[Source data]
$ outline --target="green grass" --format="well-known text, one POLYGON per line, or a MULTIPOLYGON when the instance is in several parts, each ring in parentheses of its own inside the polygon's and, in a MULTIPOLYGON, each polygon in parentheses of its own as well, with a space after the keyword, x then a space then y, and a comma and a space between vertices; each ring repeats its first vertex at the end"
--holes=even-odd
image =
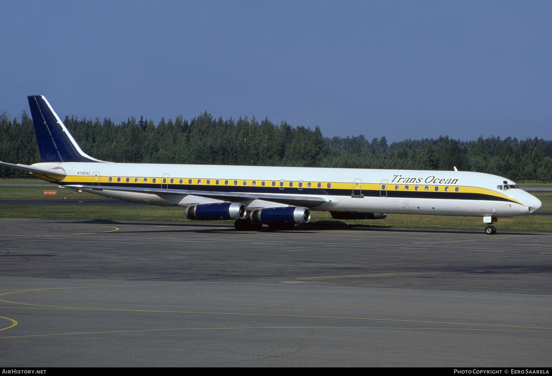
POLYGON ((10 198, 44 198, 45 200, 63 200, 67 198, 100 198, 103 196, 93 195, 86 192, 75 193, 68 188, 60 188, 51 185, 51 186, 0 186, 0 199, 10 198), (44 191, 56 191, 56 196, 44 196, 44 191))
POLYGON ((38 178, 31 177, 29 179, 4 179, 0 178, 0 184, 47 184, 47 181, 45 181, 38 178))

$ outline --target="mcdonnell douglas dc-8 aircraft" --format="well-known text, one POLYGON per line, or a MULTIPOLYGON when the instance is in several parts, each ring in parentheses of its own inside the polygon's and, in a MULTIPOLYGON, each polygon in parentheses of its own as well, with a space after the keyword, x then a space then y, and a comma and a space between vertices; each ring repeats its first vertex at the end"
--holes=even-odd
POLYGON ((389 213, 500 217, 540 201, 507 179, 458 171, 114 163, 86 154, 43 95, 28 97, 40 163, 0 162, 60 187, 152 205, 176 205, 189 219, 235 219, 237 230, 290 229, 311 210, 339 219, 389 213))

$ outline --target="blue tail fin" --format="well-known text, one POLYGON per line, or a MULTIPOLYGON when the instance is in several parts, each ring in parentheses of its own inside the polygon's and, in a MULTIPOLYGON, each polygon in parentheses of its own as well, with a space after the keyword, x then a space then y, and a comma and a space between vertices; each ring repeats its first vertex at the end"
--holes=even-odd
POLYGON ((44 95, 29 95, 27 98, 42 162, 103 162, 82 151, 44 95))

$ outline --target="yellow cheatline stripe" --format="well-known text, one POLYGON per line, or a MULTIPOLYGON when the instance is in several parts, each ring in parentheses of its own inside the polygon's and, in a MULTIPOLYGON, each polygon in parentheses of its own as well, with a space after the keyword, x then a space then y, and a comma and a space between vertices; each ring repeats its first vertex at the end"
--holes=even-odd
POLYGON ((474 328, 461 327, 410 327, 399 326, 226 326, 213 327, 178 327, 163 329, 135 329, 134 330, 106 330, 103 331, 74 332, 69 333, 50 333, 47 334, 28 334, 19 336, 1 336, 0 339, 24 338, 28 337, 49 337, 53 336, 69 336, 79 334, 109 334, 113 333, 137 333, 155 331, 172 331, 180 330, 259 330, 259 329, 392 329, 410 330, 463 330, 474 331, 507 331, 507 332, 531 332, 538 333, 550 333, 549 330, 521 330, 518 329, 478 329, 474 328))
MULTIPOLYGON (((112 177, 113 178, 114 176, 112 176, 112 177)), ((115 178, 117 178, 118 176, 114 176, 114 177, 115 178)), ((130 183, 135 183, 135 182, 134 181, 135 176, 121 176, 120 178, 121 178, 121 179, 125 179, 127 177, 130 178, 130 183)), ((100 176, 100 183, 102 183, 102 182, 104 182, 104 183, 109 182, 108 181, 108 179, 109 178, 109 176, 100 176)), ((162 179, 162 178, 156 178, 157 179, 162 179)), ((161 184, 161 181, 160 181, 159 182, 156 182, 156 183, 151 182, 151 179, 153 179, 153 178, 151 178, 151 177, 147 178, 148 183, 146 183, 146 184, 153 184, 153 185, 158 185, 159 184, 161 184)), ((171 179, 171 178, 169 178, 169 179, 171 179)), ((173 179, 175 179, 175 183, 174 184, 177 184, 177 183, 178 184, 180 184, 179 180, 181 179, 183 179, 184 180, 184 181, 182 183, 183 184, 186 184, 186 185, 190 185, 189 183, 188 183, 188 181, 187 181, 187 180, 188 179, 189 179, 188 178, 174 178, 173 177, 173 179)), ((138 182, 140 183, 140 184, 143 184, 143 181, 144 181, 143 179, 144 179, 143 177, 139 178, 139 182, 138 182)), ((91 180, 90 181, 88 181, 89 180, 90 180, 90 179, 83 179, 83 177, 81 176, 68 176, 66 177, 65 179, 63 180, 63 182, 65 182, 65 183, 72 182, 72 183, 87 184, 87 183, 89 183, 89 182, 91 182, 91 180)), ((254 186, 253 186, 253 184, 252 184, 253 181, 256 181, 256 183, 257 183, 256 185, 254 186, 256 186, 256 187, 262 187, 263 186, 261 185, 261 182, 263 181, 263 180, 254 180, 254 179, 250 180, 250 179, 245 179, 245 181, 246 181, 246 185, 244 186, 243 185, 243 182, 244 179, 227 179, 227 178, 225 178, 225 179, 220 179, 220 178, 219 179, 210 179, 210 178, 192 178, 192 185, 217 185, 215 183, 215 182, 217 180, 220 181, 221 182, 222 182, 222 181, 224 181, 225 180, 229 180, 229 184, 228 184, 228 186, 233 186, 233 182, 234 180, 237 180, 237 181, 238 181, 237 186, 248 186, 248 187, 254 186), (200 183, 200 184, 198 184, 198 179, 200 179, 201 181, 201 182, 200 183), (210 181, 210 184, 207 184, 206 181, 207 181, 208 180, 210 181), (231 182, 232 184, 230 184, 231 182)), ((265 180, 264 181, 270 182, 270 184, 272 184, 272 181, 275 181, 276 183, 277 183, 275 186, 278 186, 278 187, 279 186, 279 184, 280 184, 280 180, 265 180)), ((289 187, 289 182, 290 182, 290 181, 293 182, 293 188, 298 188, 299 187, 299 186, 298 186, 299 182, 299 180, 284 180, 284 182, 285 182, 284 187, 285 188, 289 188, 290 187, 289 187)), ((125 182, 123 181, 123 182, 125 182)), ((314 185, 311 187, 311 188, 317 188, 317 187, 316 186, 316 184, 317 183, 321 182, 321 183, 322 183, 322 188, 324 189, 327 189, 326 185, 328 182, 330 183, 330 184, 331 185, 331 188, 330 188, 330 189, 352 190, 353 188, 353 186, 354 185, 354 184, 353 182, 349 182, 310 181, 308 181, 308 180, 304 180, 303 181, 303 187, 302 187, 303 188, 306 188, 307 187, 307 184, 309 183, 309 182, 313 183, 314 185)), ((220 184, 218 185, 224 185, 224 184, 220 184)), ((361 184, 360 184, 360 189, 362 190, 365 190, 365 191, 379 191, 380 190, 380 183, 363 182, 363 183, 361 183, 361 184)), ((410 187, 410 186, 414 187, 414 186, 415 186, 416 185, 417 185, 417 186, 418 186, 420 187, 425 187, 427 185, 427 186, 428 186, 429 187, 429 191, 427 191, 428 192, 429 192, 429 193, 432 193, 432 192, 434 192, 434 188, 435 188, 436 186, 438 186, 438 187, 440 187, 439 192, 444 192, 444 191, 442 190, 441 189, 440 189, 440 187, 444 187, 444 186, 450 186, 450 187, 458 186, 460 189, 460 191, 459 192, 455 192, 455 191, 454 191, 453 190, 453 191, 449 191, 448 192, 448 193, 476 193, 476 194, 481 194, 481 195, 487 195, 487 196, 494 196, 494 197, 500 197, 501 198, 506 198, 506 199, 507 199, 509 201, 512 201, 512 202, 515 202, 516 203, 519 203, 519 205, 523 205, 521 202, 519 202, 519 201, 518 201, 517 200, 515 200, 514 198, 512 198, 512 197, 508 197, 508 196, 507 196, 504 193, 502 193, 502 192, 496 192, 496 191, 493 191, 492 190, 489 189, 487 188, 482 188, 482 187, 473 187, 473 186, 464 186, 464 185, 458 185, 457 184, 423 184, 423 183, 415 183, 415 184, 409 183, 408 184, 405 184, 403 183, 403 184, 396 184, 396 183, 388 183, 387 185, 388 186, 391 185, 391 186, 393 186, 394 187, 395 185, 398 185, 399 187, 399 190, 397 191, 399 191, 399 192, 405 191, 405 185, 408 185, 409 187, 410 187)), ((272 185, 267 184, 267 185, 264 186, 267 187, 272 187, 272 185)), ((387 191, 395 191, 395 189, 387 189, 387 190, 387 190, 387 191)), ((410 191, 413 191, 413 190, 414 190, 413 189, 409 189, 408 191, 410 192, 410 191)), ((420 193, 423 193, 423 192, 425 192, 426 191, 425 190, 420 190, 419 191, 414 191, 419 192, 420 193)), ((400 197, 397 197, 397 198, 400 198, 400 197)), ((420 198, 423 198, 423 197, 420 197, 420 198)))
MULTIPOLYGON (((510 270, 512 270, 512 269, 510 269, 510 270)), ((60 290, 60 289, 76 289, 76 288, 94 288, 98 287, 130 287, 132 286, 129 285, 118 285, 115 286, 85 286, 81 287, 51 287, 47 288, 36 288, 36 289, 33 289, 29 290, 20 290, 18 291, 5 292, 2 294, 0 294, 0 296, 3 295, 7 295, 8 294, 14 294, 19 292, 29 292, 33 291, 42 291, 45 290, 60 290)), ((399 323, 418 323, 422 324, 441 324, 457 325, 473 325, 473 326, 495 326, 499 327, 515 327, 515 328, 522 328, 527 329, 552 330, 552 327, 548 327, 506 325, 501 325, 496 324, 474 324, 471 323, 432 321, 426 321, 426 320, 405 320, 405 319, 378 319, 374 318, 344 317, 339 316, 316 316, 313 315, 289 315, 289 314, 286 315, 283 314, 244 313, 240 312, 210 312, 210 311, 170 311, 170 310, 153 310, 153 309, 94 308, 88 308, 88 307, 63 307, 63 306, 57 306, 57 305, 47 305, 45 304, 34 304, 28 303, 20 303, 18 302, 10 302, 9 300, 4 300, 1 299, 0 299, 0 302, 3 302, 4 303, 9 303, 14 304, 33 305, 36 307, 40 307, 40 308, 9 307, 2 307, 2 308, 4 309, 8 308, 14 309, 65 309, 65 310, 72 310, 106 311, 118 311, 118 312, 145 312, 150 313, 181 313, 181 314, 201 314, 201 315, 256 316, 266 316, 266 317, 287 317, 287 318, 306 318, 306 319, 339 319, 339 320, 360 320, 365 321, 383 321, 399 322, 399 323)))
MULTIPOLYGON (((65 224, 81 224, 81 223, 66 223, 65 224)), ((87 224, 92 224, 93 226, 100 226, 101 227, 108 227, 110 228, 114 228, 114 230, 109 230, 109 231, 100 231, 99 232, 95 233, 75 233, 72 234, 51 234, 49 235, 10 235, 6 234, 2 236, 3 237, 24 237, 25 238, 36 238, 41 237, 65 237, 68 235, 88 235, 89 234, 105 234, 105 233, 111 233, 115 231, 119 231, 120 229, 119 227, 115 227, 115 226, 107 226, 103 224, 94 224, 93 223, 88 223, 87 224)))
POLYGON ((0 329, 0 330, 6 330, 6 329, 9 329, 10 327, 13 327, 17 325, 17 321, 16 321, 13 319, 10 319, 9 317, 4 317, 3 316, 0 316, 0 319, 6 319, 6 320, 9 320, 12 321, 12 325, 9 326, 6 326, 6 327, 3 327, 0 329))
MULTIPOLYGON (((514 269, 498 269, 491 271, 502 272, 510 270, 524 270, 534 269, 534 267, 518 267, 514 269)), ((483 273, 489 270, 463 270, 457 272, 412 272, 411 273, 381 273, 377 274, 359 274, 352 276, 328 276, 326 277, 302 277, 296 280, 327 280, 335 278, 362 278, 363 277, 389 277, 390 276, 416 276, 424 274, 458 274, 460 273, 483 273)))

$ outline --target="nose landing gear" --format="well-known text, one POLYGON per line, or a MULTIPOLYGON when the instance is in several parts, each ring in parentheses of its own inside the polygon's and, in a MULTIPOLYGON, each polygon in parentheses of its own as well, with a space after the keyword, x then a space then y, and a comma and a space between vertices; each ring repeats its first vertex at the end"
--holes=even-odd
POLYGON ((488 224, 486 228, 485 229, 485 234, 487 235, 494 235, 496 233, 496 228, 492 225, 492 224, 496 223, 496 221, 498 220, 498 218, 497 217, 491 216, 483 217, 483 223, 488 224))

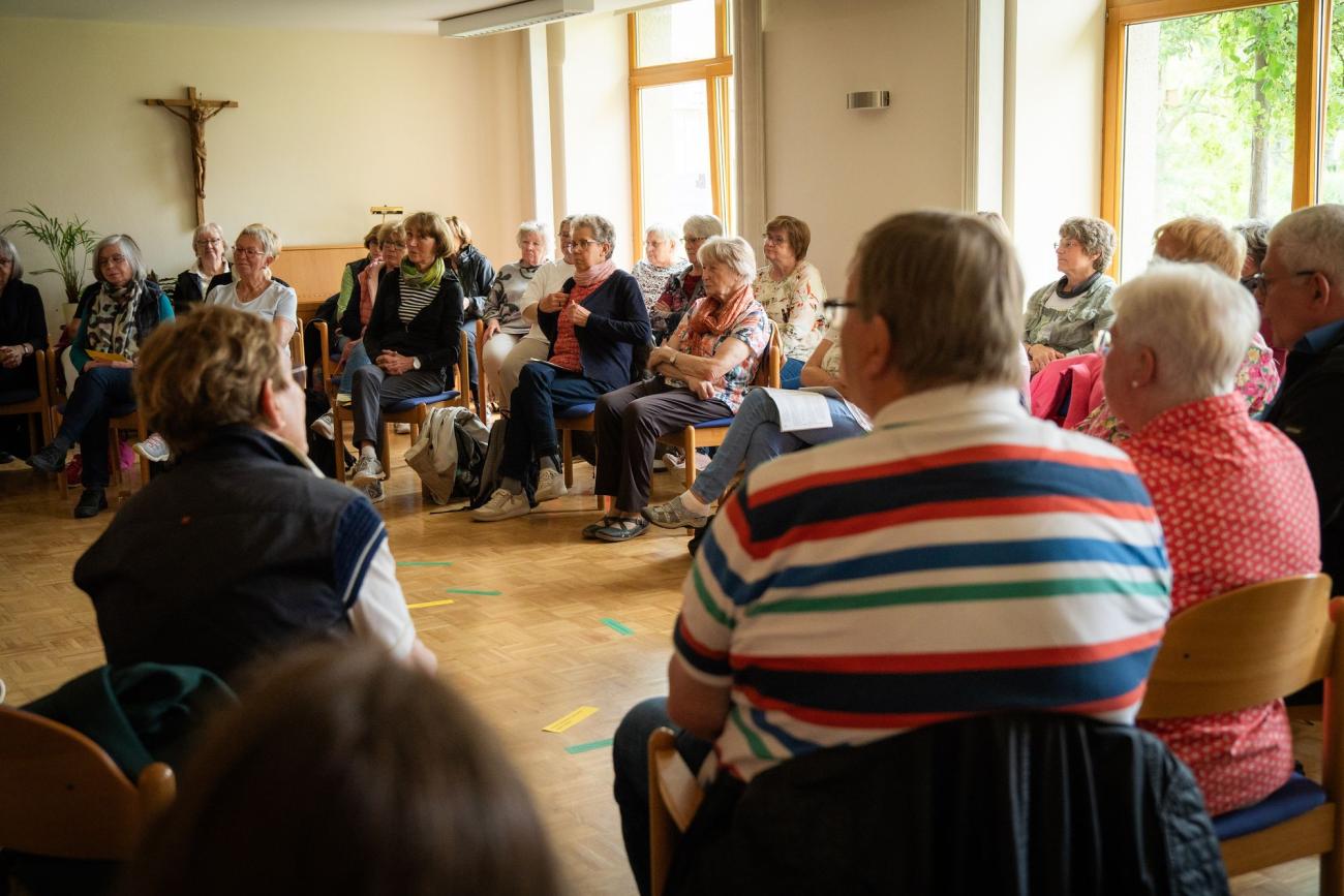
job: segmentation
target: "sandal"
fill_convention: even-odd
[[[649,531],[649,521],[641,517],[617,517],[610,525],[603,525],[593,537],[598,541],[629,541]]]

» **TASK STATEMENT**: Rewrite the items from the line containing "job: segmentation" through the last line, changing "sandal" to "slipper" and leaving everything else as it is.

» **CORRECT ANSWER**:
job: segmentation
target: "slipper"
fill_convention: even-odd
[[[649,531],[649,521],[641,517],[617,517],[610,525],[603,525],[593,537],[598,541],[629,541]]]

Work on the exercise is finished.